GOAL:
Tally the lines in the data below that contain the word "orange". Reply with the number only.

RECORDS FOR PROCESSING:
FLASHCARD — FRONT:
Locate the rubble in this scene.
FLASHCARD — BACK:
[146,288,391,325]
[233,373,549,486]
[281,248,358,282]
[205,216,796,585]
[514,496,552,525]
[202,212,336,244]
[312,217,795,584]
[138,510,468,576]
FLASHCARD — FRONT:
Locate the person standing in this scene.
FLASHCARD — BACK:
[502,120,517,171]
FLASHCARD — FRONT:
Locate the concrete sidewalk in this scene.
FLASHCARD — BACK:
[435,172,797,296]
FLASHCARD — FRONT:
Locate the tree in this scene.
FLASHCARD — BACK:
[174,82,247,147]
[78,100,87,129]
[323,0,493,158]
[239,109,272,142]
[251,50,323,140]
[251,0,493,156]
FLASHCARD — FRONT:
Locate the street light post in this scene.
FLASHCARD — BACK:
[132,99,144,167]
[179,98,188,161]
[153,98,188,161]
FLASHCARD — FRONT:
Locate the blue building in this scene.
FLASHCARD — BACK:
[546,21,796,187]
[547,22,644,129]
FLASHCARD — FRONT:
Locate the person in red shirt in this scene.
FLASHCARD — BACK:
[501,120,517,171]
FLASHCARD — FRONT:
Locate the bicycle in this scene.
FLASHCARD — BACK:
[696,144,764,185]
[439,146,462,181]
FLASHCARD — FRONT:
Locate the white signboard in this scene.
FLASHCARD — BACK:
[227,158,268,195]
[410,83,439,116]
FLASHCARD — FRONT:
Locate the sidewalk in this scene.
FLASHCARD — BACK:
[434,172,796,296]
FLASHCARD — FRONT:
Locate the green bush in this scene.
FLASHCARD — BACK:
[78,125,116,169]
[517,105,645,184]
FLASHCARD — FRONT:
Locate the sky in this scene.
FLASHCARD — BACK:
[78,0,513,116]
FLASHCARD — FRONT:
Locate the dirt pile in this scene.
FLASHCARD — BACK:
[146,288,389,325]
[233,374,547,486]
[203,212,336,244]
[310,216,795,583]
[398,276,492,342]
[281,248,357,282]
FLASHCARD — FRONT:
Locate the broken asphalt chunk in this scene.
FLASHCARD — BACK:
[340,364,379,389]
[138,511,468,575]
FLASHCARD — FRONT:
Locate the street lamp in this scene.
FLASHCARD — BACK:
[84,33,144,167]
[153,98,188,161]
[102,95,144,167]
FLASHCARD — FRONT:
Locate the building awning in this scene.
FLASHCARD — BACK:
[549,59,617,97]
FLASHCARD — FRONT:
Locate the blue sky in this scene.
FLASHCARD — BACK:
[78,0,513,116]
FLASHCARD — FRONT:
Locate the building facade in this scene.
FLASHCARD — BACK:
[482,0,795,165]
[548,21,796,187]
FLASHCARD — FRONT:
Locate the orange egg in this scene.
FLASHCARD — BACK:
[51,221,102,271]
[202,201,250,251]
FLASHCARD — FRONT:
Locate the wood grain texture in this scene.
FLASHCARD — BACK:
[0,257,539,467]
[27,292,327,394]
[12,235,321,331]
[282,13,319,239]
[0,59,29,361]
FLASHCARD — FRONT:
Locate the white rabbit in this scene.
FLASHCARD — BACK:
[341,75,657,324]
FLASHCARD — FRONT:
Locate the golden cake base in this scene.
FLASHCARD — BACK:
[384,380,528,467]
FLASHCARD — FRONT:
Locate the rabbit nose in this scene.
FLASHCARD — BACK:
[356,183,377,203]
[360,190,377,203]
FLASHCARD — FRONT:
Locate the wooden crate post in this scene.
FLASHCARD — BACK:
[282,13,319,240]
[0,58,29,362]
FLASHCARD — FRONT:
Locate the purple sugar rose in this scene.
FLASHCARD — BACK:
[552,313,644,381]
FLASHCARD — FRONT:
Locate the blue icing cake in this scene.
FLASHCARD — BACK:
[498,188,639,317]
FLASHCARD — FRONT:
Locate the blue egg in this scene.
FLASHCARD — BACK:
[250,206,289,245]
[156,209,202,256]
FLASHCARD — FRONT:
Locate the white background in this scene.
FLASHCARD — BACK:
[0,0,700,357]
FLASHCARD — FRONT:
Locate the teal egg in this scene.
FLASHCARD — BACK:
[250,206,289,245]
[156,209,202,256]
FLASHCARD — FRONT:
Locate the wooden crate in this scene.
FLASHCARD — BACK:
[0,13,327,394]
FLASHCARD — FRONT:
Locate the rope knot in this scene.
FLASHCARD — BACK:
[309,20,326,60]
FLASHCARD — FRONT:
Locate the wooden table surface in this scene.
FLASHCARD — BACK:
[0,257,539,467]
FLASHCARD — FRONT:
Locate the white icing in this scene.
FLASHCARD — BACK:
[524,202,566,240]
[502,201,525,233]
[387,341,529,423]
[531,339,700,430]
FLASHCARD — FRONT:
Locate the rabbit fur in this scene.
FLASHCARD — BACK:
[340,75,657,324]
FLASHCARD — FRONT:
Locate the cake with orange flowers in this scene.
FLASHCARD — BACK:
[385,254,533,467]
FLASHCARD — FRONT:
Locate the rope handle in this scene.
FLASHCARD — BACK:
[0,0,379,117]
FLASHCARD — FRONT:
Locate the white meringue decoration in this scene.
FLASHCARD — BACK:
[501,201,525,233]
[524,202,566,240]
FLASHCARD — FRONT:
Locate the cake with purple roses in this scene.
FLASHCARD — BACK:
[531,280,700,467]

SOLUTION TO THIS PROBLEM:
2